*** Supplied text

An Attempt at Exhausting a Movement

The following are excerpts from The End of Oulipo? An Attempt at Exhausting a Movement. Released on Wednesday by Zero Books, The End of Oulipo? is a pair of essays authored by Lauren Elkin and Scott Esposito. As they write in their preface, Elkin and Esposito hope to "explain the Oulipo in order to give answers to the curious, to offer insight for those already in the know and to provide a point of access for writers who would like to be inspired by the group." The first section comes from Esposito's Eight Glances Past Georges Perec, the second from Elkin's Oulipo Lite.

“Make an effort to exhaust the subject, even if that seems grotesque, or pointless, or stupid. You still haven’t looked at anything, you’ve merely picked out what you’ve long ago picked out.” — Georges Perec, “The Street”

“We don’t want plot, depth or content: we want angles, arcs, and intervals; we want pattern. Structure is content, geometry is everything.” — Tom McCarthy, “Stabbing the Olive,” an essay on Jean-Philippe Toussaint

When we think of the experimental French literary movement the Oulipo, we tend to think about a literature that’s all but totally divorced from realist writing. As the story goes, the Oulipo ignore reality in favor of strange new forms that their writing can inhabit. Their very reason for existence is to use seemingly arbitrary rules to force themselves to imagine these forms. They push the very limits of what can be novelistic—not exactly a recipe for Netherland, is it? Their mentor and co-founder, Raymond Queneau, wrote novels that were anything but realist, and they followed in his stead by writing, among other things: an elusive book about Marco Polo telling fantastic stories of impossible cities; poetry written according to obscure mathematical principles; a book featuring 60-odd scenes of masturbation; a book dedicated to “the enterprise of destroying my memory” that its own publisher calls “exasperating” and “daunting.” In other words, the Oulipo is commonly perceived as a group that did not aspire to add a few flourishes to the massive edifice of mimesis but to erect their own cathedrals to new conceptions of what could be novelistic. It would seem that the one thing that this very ambitious bunch does not aspire to is to depict reality in fiction.

******
*** Extracted information

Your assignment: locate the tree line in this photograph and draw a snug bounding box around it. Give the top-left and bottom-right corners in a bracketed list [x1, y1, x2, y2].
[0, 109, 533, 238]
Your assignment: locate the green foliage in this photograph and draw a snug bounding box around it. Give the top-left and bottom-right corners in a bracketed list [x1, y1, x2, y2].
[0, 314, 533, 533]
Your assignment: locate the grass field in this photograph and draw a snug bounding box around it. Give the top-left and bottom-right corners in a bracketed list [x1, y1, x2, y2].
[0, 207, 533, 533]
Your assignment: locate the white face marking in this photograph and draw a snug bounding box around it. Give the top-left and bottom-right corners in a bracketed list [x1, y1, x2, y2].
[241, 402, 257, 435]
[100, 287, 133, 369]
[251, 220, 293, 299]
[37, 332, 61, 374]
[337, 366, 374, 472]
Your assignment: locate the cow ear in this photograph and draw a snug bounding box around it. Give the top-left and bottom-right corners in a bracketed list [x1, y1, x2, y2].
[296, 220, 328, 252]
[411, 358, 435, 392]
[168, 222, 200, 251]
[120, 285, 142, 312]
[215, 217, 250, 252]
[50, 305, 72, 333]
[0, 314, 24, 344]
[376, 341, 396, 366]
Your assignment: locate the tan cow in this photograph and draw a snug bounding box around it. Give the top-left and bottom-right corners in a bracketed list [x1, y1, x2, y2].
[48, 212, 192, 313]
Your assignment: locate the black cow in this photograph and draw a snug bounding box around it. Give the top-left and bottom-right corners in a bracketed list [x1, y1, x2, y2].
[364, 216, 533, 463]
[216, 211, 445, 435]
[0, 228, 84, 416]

******

| Exercise description |
Copy the Oulipo passage, starting with "The following are" and going on through "Elkin's Oulipo Lite.", and change "preface" to "introduction".

| Result of this exercise |
The following are excerpts from The End of Oulipo? An Attempt at Exhausting a Movement. Released on Wednesday by Zero Books, The End of Oulipo? is a pair of essays authored by Lauren Elkin and Scott Esposito. As they write in their introduction, Elkin and Esposito hope to "explain the Oulipo in order to give answers to the curious, to offer insight for those already in the know and to provide a point of access for writers who would like to be inspired by the group." The first section comes from Esposito's Eight Glances Past Georges Perec, the second from Elkin's Oulipo Lite.